• **Problem statement**: In the text about automatic scaling, what two ways of running the automatic scaling component are described?

• **Text provided**:
** BEGIN **

Reference throughout this specification to “one embodiment,” “an embodiment,” “one implementation,” “an implementation,” etc. means that a particular feature, structure, or characteristic described in connection with the embodiment/implementation is included in at least one embodiment/implementation. Thus, the appearances of such a phrase “in one embodiment,” “in an implementation,” etc. in various places throughout this specification are not necessarily all referring to the same embodiment/implementation. Furthermore, the particular features, structures, or characteristics may be combined in any suitable manner in one or more embodiments/implementations.

Aspects of the subject disclosure will now be described more fully hereinafter with reference to the accompanying drawings in which example components, graphs and operations are shown. In the following description, for purposes of explanation, numerous specific details are set forth in order to provide a thorough understanding of the various embodiments. However, the subject disclosure may be embodied in many different forms and should not be construed as limited to the examples set forth herein.

Turning to the drawings, FIG. 1 shows system 100 comprising a distributed computing system 102 coupled to an automatic scaling component 104. As is understood, the automatic scaling component can be run on resources of the distributed computing system, or can be an externally coupled component that communicates over a network link such as over an intranet and/or the internet.

** END **

• **Listed entries**:
** BEGIN **

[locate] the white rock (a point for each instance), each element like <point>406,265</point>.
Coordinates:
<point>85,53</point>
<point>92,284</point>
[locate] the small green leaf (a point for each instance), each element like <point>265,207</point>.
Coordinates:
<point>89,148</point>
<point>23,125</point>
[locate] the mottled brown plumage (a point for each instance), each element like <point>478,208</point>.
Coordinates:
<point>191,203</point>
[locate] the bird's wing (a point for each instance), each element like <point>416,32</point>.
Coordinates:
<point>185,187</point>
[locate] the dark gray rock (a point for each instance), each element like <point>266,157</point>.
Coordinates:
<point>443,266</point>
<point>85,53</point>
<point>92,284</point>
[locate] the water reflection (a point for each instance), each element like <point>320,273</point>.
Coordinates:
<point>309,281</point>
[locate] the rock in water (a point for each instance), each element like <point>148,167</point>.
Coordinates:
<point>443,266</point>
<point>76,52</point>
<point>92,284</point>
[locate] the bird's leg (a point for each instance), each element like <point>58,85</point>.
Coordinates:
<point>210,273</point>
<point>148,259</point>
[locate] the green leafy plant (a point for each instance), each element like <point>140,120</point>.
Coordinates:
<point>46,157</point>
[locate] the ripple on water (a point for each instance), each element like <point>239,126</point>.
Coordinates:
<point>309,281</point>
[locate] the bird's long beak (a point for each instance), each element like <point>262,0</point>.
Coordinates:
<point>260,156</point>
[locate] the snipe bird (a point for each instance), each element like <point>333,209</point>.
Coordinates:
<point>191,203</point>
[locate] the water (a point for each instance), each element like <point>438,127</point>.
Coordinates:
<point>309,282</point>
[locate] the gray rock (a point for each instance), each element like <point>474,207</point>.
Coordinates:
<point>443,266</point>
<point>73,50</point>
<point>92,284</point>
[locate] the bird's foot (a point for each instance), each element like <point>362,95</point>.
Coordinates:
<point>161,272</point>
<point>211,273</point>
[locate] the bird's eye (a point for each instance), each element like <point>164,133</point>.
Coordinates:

** END **

• **Complete response**: It can run on resources of the distributed computing system, or it can be an externally coupled component that communicates over a network link such as an intranet and/or the internet.